*Task requirements*. Restate every line of the material, word for word.

[Entries from a point annotation set]
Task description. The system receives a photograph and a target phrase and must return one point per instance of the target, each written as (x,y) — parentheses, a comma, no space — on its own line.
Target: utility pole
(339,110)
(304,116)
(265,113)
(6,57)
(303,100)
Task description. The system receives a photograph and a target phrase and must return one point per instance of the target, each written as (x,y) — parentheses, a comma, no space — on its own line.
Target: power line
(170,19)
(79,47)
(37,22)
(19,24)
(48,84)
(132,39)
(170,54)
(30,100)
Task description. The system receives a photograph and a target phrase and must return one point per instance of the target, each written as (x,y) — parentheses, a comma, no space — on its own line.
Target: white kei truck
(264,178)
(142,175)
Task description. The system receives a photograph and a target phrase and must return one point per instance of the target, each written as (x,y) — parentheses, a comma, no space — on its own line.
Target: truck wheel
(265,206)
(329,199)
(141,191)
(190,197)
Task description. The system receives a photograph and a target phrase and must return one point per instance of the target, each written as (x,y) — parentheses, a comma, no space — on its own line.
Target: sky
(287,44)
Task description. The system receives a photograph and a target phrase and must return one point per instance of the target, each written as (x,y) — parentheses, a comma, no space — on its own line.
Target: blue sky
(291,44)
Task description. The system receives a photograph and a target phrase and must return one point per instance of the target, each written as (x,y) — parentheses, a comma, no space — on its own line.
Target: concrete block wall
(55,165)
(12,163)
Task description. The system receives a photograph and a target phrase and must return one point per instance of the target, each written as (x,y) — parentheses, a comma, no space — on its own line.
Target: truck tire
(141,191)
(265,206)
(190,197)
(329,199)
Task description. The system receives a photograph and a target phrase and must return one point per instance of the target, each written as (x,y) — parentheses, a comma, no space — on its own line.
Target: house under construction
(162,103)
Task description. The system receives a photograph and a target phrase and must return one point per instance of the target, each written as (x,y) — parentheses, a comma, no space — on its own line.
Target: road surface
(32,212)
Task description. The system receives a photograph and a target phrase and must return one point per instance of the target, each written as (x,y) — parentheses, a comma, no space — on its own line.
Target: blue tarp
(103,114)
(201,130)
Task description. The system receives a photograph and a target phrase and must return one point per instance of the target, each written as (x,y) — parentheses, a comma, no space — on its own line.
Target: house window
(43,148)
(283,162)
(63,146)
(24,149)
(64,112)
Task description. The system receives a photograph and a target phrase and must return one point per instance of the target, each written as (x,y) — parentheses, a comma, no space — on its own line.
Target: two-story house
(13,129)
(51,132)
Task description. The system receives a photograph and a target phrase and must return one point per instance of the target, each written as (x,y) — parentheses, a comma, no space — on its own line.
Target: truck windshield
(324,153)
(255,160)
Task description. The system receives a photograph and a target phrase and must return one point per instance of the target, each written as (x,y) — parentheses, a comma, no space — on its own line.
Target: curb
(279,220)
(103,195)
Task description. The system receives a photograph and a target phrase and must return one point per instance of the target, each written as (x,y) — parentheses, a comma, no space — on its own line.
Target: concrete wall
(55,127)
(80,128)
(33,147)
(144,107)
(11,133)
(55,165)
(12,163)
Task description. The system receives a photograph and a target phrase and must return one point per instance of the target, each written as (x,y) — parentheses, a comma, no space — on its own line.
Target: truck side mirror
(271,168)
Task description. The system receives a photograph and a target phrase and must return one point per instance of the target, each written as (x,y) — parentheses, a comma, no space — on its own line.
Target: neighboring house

*Exercise output*.
Task description. The system receives a photograph and a target phrase and must return one point per instance of the target, each written as (x,y) — parentheses, a comma, no space — on its own line.
Target: utility pole
(339,110)
(304,116)
(265,113)
(6,57)
(303,100)
Task description. The system receives a photograph and a target phrase and must return one point per instance of the target, each written as (x,y) — parentheses, a comma, no space — on its own line.
Target: power line
(170,19)
(79,47)
(37,22)
(19,24)
(48,84)
(132,39)
(170,54)
(30,100)
Task description. The system receives a photograph and a target phrase and must return one point per instance of the target, each written as (x,y) — parentheses, a comma, no space — on its own line.
Target: white kei truck
(264,178)
(142,175)
Task description. The system receives a photograph and a target phrase and must return one point per instance of the target, each written as (x,y) — parentheses, a comma, no space — on its own line.
Target: truck wheel
(265,206)
(329,199)
(141,191)
(190,197)
Task description. The system receives a photograph and a target phrase and must return one point per instance of the target, each written as (x,y) — parentheses, a comma, no space — on its own line.
Target: sky
(287,44)
Task description. The system receives a photograph and a target phrase and must return one point per instance of the target, each written as (x,y) — parentheses, a comma, no space — on its own line.
Target: blue sky
(291,44)
Task description. The system receives a photograph and a target phrase and must return one point per instance of the target, each written as (x,y) — parentheses, a comma, no space — on its own line.
Target: concrete block wall
(55,165)
(12,163)
Task description. The system receives a photograph and a target phrase and must return one point per instance of the target, each written as (x,y) — parentheses, a comma, no space — on its own line.
Target: truck tire
(141,191)
(265,206)
(190,197)
(329,199)
Task description. The system receives a photograph and a target phrase and must return one point per instance of the target, each written as (x,y) — parentheses, a comma, no space — on its own line.
Target: house under construction
(162,103)
Task description. The system receives a photograph and a target phrase and must return one point per instance of the target, each written as (x,y) — parentheses, a comma, no space — on its own line.
Target: road surface
(32,212)
Task description. The system receives a photograph and a target phrase and must return one point per instance of the target, each written as (x,y) — parentheses, a comma, no space — on its own line.
Target: blue tarp
(103,114)
(201,130)
Task description. The system receives a photograph and a target phrase and must return one point per instance of the target, each written as (x,y) — parentheses, a comma, no space — on its own line.
Target: house window
(43,148)
(283,162)
(63,146)
(24,149)
(64,112)
Task description. The system receives a photograph and a target phrase and must return one point per instance of the target, each written as (x,y) — parentheses, a comma, no space — on its own line.
Target: two-story house
(13,129)
(51,132)
Task description. The system receives a photograph and a target phrase and must return one point per instance of the target, each written as (x,y) — parentheses, a comma, no space — on its own line.
Target: truck windshield
(324,153)
(255,160)
Task description. The system receives a photograph and a target phrase and must return one point per instance of the target, each written as (x,y) — parentheses, a comma, no space — on its own line.
Target: curb
(279,220)
(103,195)
Task description. The system receives a photograph and a target phrase and must return one point per instance of the target, each written as (x,y) — parentheses, a comma, no space — on its own line.
Target: concrete wall
(55,127)
(80,128)
(33,147)
(144,107)
(11,133)
(55,165)
(12,163)
Task description. The system receives a photograph and a target phrase and must return one point per instance of the target, each written as (x,y) — parentheses, a comma, no space — on its own line.
Target: truck side mirror
(271,168)
Task description. The system receives a photograph and a target phrase and must return one point per instance of the target, each written as (x,y) — parentheses, a comma, no space — on its own line.
Target: neighboring house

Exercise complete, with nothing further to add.